__Instructions__
(A) List every function name written with parentheses in the veth thread, counting each only once.
(B) Carry on the veth thread in the same voice, starting right after its final line.

__Excerpted passage__
--------------------

Yes, I will benchmark myself.

There are probably some places where we can gain performance.
For example, I see ptr_ring_empty() which could be swapped for
__ptr_ring_empty() which would save a spinlock and unlock.

>>> Seems to work now as expected.
>> Yes, but I think we have to keep these points in mind:
>>
>> 1. Limit/Inflight can be bigger than VETH_RING_SIZE, because
>>     packets can be enqueued in the same time as they are read out,
>>     so netdev_tx_completed_queue() can theoretically be called with
>>     many number of packets.
>>     I do not think it is deal-breaking though.
>>     I could see such high limits/inflights when looking at the /sys
>>     BQL statistics..
> 
> For me this makes sense, that inflight just means the number of
> packets not yet 'completed' or the number of packets that you
> can send between two completion calls. I think this is not specific

From my understanding, I do think that this behavior is
pretty specific.

Typically BQL-enabled NIC drivers clear packets out of some
internal buffer in their completion interrupt (or something
similar). And after that they call netdev_tx_completed_queue().

> to this implementation. But for long intervals this might result in
> some problems because you can just fill the veth_ring to its capacity
> quickly, and increasing latency if the receiver is slow.

Yes, but I think the latency can only be approx. as big as the
interval (can be higher with GRO enabled).

> To illustrate this have a look at [1]. There are some plots that
> show the rtt vs. tx-usec config depending on nrules.
> 
> [1] https://github.com/jkoeppeler/veth-backpressure-performance-testing/tree/pktgen-and-benchmark/results/tx-usecs
> 

Nice plots! Great for finding a sane default value.

--------------------

(Stored data entries)
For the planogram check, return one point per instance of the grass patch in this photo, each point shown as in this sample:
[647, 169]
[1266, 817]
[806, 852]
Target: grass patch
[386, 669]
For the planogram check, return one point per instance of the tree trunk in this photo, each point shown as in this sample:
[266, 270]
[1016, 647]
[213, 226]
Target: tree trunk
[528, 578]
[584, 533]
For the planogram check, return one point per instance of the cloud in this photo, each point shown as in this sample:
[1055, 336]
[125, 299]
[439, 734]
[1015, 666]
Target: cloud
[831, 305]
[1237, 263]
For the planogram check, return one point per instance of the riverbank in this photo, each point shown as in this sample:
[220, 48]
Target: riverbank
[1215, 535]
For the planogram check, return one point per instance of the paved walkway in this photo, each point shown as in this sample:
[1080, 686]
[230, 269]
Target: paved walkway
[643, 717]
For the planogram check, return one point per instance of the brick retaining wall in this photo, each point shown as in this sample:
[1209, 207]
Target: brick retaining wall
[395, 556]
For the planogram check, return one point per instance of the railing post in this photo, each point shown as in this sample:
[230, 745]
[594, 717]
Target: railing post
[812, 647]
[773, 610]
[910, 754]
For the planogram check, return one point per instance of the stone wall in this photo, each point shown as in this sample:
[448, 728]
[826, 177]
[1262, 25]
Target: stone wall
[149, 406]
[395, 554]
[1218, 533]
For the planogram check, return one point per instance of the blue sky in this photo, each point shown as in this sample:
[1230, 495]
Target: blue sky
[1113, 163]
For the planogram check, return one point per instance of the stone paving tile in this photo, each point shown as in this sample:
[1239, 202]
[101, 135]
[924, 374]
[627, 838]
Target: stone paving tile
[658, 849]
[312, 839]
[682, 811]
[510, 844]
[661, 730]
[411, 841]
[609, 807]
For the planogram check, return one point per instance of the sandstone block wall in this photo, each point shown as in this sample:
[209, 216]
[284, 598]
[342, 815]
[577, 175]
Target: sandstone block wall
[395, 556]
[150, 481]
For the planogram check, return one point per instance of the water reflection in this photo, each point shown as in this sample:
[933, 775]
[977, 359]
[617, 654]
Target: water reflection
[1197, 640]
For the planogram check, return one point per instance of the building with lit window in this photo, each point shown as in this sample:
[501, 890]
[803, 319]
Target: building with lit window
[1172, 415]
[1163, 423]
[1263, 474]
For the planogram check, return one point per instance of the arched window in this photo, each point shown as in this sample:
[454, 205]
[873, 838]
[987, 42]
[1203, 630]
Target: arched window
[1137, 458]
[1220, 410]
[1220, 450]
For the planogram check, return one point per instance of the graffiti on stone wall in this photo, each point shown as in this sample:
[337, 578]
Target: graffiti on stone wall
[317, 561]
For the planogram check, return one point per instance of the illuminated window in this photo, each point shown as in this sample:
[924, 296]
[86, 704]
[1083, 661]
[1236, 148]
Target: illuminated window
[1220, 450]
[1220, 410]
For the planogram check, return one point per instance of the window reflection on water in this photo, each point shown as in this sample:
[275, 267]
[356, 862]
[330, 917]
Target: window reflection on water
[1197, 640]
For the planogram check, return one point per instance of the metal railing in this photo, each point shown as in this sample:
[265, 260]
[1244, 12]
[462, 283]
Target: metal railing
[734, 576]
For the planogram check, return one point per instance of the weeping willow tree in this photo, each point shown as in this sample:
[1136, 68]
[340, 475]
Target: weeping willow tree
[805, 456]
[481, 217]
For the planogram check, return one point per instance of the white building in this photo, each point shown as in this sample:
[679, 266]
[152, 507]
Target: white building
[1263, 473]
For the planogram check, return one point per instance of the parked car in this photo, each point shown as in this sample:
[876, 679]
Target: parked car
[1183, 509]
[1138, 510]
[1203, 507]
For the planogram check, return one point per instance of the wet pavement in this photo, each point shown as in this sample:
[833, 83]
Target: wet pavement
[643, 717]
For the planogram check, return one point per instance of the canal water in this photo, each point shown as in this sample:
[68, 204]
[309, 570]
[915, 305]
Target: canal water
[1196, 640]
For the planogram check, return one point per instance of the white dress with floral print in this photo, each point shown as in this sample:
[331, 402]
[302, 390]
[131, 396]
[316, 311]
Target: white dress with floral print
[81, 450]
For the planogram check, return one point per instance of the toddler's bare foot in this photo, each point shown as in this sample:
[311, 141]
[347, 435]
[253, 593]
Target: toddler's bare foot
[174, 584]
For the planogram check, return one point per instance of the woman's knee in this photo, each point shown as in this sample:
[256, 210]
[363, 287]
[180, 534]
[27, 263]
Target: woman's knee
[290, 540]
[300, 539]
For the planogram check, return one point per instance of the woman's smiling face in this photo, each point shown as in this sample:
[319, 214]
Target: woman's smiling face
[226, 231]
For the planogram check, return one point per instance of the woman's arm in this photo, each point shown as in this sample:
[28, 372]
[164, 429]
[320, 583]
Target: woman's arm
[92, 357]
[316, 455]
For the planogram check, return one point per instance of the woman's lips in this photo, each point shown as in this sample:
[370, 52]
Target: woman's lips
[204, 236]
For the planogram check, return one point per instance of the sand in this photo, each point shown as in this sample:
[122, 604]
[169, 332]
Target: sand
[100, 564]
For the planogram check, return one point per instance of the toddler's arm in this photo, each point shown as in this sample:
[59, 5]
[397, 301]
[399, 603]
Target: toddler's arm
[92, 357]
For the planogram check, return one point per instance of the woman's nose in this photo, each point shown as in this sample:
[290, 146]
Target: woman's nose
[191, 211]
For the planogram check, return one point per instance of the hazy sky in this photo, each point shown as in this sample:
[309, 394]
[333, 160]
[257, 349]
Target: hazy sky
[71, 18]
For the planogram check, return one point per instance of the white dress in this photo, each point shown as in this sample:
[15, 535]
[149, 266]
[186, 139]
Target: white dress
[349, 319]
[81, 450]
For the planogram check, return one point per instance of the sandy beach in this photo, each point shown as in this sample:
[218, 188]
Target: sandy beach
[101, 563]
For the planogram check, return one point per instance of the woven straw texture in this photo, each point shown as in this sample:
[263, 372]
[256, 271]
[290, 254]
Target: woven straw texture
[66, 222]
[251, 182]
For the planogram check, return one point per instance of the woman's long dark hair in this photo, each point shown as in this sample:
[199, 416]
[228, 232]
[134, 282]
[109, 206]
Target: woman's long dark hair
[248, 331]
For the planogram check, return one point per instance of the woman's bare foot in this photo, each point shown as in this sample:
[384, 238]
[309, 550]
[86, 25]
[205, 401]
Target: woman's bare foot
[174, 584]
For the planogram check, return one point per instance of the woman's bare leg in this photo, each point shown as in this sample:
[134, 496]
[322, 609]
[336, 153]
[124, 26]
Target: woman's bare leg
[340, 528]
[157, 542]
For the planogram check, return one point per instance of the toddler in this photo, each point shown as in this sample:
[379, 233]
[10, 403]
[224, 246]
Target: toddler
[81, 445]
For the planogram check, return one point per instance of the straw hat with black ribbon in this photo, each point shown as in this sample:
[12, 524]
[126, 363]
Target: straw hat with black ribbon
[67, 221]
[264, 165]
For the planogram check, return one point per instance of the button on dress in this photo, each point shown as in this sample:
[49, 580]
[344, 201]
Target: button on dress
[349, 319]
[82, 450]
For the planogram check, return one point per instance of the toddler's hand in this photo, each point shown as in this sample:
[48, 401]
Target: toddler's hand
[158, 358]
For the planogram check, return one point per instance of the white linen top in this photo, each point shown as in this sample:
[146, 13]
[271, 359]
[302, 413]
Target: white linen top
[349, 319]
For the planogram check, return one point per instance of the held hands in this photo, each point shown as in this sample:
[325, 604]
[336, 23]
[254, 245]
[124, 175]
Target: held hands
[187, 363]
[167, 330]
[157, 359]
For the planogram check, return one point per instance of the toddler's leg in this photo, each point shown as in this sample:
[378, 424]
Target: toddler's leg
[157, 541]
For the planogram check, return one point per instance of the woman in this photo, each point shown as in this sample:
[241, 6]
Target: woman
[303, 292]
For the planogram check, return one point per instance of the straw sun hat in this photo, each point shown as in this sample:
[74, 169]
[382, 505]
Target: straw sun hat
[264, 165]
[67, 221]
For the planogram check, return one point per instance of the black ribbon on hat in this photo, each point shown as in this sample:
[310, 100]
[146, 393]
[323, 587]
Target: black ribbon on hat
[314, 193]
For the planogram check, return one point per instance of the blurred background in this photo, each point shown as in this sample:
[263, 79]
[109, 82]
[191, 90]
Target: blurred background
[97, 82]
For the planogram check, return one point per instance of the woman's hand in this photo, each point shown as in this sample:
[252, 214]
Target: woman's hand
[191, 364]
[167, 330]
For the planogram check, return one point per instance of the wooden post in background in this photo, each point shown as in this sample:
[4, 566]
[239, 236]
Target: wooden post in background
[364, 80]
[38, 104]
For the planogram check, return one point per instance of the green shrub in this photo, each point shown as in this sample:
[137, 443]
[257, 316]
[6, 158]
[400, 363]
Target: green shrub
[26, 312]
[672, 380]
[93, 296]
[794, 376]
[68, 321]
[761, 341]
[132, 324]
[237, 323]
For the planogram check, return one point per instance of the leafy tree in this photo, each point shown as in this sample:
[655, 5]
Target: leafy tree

--------------------

__Results of the tasks__
(A) ptr_ring_empty(), __ptr_ring_empty(), netdev_tx_completed_queue()

(B)
>> 2. sched_clock() is only valid on the same CPU. When a different
>>     CPU starts executing its sched_clock() can be in the past compared
>>     to the sched_clock() value saved by the previous CPU.
>>     My trick...
>>     min(s->time, sched_clock())
>>     ... avoids potentially extremely long intervals between
>>     netdev_tx_completed_queue() calls but is not perfect of course.
>>     I think CPU hopping happens rarely enough for this to matter..
>>     And also we have to keep this in mind [1]:
>>     "An architecture may or may not provide an implementation of
>>     sched_clock() on its own. If a local implementation is not provided,
>>     the system jiffy counter will be used as sched_clock()."
> 
> So the problem with this is that with jiffies you have like millisecond
> interval granularity, which might be too long in order to work properly.
> Given the receiver completes 128 packet in 1ms (queue_completed interval),
> the bql will set the limit at 256. Then the tx thread can quickly fill
> the ring, and it then basically stopped until the 1ms interval is over.
> 


Linux Mint only has 100Hz jiffies :^)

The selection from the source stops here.